## Texto proporcionado
Escribía Walter Benjamin en Voy a desembalar mi biblioteca que “para el auténtico coleccionista la propiedad es la más honda relación que puede establecerse con las cosas: y no porque las cosas estén vivas en él, sino que es él quien habita en ellas”. Frente a su biblioteca, Benjamin redescubre los libros en los que habita, libros que, en un lento y minucioso proceso de desembalaje, van dibujando la casa del escritor. “Marguerite Yourcenar decía que la mejor manera de conocer a alguien es ver sus libros, y creo que es verdad”, comenta Jesús Marchamalo, que acaba de republicar su poético e híbrido texto Tocar los libros (Fórcola): “las bibliotecas hablan de nuestras obsesiones, afinidades e intereses y expresan un proyecto de lectura. Tienen algo, también, de yacimiento arqueológico; hablan de los lectores que somos, pero también de los que fuimos, y de los lectores que quisimos ser y en los que finalmente no nos convertimos”. Marchamalo, siguiendo los pasos de Benjamin, se adentra en la casa intelectual de los escritores, es decir, en sus bibliotecas: de Félix de Azúa a Javier Marías, de Fernando Savater a Onetti o al poeta cubano Gastón Baquero cuya “biblioteca caótica se extendía por las sillas y las mesas, y en montones en el suelo”. Mientras Umberco Eco consideraba que “cualquier lector mínimamente preparado sabe que hay libro que hay que leer y libros que sencillamente hay que tener”, Baquero parecía haber devorado todos aquellos libros que llenaban cualquier espacio, por pequeño que fuese, de su casa.
Sin embargo, como bien decía Benjamin, la biblioteca no se mide por número de volúmenes, sino por la relación que se establece con ella: Mendoza “tiene, al parecer, un número sorprendentemente pequeño de libros, un centenar o dos, tal vez ni siquiera tantos, ya que acostumbra a abandonarlos en parques o cafeterías cuando los termina” y “cuentan que Bryce Echenique, cuando leyó el cuento de Augusto Monterroso Cómo me deshice de quinientos libros, tomó la decisión de desprenderse exactamente de ese número de ejemplares”. Al final de su vida, cuando la ceguera le impedía la lectura, la biblioteca de Borges también empezó a menguar, disminuyeron los volúmenes que atesoraba, pero en su cabeza el recuerdo de cada página leída permanecía grabada con sorprendente precisión. Y es que las bibliotecas son más que un número de volúmenes y trascienden su carácter material: el caso de Baquero como el de Borges enseñan que la biblioteca no es simplemente posesión física de los libros, sino que es posible hablar de una biblioteca inmaterial, aquella que todo escritor posee a través del recuerdo de las lecturas realizadas: “Baquero era capaz de recordar buena parte de los libros que había leído: diálogos, personajes, nombres de lugares, párrafos a veces completos; se había convertido en el hombre libro, el hombre biblioteca. No necesitaba los libros porque vivían en él, y esa es una idea que me resulta tremendamente sugestiva: hacerte poema, como decía Gil de Biedma”.

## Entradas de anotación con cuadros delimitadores
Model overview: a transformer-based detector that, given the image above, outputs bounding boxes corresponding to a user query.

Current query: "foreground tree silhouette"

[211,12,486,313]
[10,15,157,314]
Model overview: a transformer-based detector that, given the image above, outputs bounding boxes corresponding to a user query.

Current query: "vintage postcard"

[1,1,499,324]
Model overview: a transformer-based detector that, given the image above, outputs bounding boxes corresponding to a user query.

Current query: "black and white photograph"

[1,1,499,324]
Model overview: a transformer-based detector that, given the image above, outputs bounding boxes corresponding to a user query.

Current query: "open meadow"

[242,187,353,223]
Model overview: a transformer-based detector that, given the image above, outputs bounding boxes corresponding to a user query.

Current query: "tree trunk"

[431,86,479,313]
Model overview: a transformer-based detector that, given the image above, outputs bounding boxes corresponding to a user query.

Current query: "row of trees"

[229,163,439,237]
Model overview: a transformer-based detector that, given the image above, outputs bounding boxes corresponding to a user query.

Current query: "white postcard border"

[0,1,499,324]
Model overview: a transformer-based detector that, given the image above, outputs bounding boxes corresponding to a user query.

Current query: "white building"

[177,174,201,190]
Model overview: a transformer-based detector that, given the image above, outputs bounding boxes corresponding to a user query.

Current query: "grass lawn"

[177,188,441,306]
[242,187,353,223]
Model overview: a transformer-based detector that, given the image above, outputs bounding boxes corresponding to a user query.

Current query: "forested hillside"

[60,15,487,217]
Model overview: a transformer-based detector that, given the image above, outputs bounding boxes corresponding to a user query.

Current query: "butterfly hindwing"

---

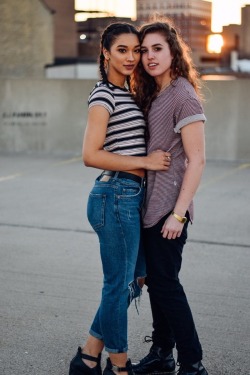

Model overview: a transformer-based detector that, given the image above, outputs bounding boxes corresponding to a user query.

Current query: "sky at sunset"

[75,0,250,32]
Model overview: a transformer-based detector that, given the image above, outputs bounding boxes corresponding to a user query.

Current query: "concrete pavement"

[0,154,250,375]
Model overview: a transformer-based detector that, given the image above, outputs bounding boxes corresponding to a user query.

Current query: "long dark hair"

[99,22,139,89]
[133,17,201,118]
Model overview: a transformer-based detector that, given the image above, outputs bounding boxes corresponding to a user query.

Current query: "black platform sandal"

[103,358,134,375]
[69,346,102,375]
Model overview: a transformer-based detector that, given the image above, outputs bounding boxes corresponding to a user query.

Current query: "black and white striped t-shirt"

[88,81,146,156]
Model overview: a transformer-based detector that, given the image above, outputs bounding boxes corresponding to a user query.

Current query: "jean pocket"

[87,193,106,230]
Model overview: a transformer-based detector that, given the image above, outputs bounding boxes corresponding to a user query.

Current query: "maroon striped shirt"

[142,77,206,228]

* * *

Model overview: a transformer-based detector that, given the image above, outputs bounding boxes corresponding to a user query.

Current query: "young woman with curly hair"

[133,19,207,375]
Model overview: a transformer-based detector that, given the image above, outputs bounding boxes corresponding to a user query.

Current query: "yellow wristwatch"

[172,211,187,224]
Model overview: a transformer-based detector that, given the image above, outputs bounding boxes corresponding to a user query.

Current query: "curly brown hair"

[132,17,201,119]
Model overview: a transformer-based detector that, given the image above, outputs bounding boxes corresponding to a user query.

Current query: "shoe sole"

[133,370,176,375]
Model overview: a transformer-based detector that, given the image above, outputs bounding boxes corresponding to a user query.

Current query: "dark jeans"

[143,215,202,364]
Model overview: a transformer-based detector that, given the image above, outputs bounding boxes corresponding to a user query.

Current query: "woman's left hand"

## Ejercicio
Por favor, prosigue el texto sobre las bibliotecas de los escritores a partir de su última frase. Los datos son un material independiente del texto sobre las bibliotecas de los escritores.

## Respuesta al ejercicio
La figura de Baquero evoca al memorioso Martí de Riquer que, desde los quince años, releía anualmente el Don Quijote; conocía perfectamente cada enclave de la narración, no había escena, diálogo o personaje que se le escapara: Martí de Riquer no necesitaba consultar la obra cervantina, ésta vivía en él con la misma intensidad con la que Auerbach, desde su exilio en Estambul, conservaba en el recuerdo la biblioteca que había debido abandonar en su huida desde Alemania. “La investigación fue escrita en Estambul durante la guerra”, escribe Auerbach en el epílogo de Mímesis, “ahí no existe ninguna biblioteca bien provista para estudios europeos, y las relaciones internacionales estaban interrumpidas, de modo que hube de renunciar a todas las revistas, a la mayor parte de las investigaciones recientes, e incluso, a veces, a una buena edición crítica de los textos”, sin embargo, añade el romanista alemán, “es muy posible también que el libro deba también su existencia precisamente a la falta de una gran biblioteca sobre la especialidad; si hubiera tratado de informarme acerca de todo lo que se ha producido sobre temas tan múltiples, quizá no hubiera llegado nunca a poner manos a la obra”. La obra nace en el exilio, un exilio geográfico y material, pero no bibliográfico: de Homero hasta Virginia Woolf, los autores y sus textos vivían en Auerbach pues, si como diría Borges, la patria de todo escritor es su biblioteca, al filólogo alemán, nadie le había arrebatado la suya.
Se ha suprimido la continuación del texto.